+++ EXERCISE PASSAGE +++

ASK THE GOAT: Running shirts

May. 02, 2013 @ 05:00 AM

Goat: “Is there really a difference between the tech shirt and a cotton tee? I’ve heard that ‘cotton is rotten’ and that the polyester tech shirts are the way to go. Is there any truth in this?” Mary Cotton

Mary: I have long searched for truth as applied to running gear materials. For three years, I have tried, tested and scrutinized various types of fabrics. Here is what I have found so far.

As far as feel while running, tech shirts (which are a synthetic blend almost identical in composition to the polyester shirts of the 1970s) are lighter than cotton ones. This can be a mixed blessing.

For instance, I ran a trail race in a tech singlet that was loose and light. It literally felt like I had no top at all as I was pounding the trails and flying through the course. As I crossed the finish all eyes were on me. Unfortunately, it was because my bright yellow tech shirt was saturated with blood streaks from nipple chaffing. I had no idea it was even happening. I will add, though, chaffing is one of those maladies you rarely notice until you hit the shower.

So, even though tech shirts are lighter and they breathe well, you must make sure they either fit perfectly to avoid undue chaffing, or take precautions. Some folks place adhesive strips in high-chafe areas. I wear a small hydration pack over the shirt that keeps everything seated and stationary. Ironically, cotton shirts have never caused me a chaffing issue while running. Granted, they are a heavier material and they do get soaked with sweat.

Tech shirts are great at pushing some of the heat and all of the moisture from perspiration away from the body. Unfortunately, this also has its pros and cons. The first is the salt residue left behind; the second is the stench.

+++ SUPPLIED RECORDS +++

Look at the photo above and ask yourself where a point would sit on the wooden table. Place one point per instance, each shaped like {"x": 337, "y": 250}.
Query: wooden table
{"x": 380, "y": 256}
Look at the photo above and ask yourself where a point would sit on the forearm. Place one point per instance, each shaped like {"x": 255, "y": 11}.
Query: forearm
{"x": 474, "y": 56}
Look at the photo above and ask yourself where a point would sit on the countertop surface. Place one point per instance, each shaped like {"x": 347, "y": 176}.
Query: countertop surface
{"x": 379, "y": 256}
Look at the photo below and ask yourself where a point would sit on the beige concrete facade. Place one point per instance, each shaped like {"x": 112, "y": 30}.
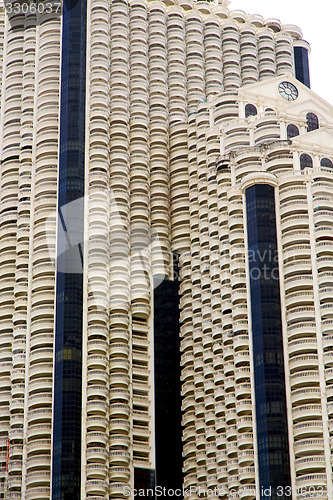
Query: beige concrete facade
{"x": 169, "y": 154}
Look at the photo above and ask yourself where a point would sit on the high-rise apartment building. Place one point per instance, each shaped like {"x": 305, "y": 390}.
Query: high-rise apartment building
{"x": 166, "y": 254}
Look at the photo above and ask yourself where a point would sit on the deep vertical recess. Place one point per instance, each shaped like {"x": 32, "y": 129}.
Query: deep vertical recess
{"x": 66, "y": 471}
{"x": 168, "y": 431}
{"x": 269, "y": 375}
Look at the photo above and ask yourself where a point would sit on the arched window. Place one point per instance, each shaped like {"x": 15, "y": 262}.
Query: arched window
{"x": 250, "y": 110}
{"x": 326, "y": 162}
{"x": 312, "y": 122}
{"x": 306, "y": 161}
{"x": 292, "y": 131}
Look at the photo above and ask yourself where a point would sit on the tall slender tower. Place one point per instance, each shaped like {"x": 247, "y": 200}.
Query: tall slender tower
{"x": 166, "y": 258}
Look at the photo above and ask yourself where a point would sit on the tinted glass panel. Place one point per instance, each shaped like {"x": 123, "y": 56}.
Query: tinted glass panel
{"x": 306, "y": 161}
{"x": 312, "y": 122}
{"x": 268, "y": 361}
{"x": 326, "y": 162}
{"x": 168, "y": 431}
{"x": 250, "y": 110}
{"x": 66, "y": 469}
{"x": 292, "y": 131}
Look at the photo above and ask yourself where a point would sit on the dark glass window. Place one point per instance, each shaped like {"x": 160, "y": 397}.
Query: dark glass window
{"x": 301, "y": 56}
{"x": 312, "y": 122}
{"x": 306, "y": 161}
{"x": 66, "y": 467}
{"x": 268, "y": 361}
{"x": 250, "y": 110}
{"x": 326, "y": 162}
{"x": 292, "y": 131}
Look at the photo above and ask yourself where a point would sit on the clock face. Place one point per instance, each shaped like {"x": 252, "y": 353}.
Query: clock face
{"x": 288, "y": 91}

+++

▶ **COMPLETE THE FOLLOWING**:
1. Write out the part of the running shirts column starting with "So, even though" and going on through "soaked with sweat.".
2. Continue the running shirts column from its last sentence.
These entries have nothing to do with the running shirts column.

▶ **ANSWERS BY ITEM NUMBER**:
1.
So, even though tech shirts are lighter and they breathe well, you must make sure they either fit perfectly to avoid undue chaffing, or take precautions. Some folks place adhesive strips in high-chafe areas. I wear a small hydration pack over the shirt that keeps everything seated and stationary. Ironically, cotton shirts have never caused me a chaffing issue while running. Granted, they are a heavier material and they do get soaked with sweat.

2.
When the water portion of sweat evaporates, it leaves behind those sweat salts from the digested electrolytes that made running possible. These salts can act as a gritty sandpaper as you run. They can literally file areas of your skin into reddened open sores.

Sweat also leaves behind burned up carbohydrates, proteins and body fat. Similar to how perfume companies concentrate products for maximum effect, the tech shirt creates a highly effective stench film that you will carry throughout the race.

Even so, I have been moving more towards tech shirts for competitions. As long as I ensure the fit is correct and the weather is as I planned, I usually tend to feel better in my tech gear. I have arm sleeves, singlets, shirts, calf sleeves, compression pants and more made from synthetic tech material. I was long a staunch proponent of the cotton shirt and still wear them regularly to train; but as for competition day, I find a nice tech can make me feel a bit more competitive. They usually are custom-made for racing and often have more useable features, such as convenient pockets. Also, they are coming down a bit in price and are highly customizable.

So, Mary, it is completely up to you. Try both in every conceivable situation and see how the two materials stack up. Cotton is far from rotten, but you may hate running in it just the same.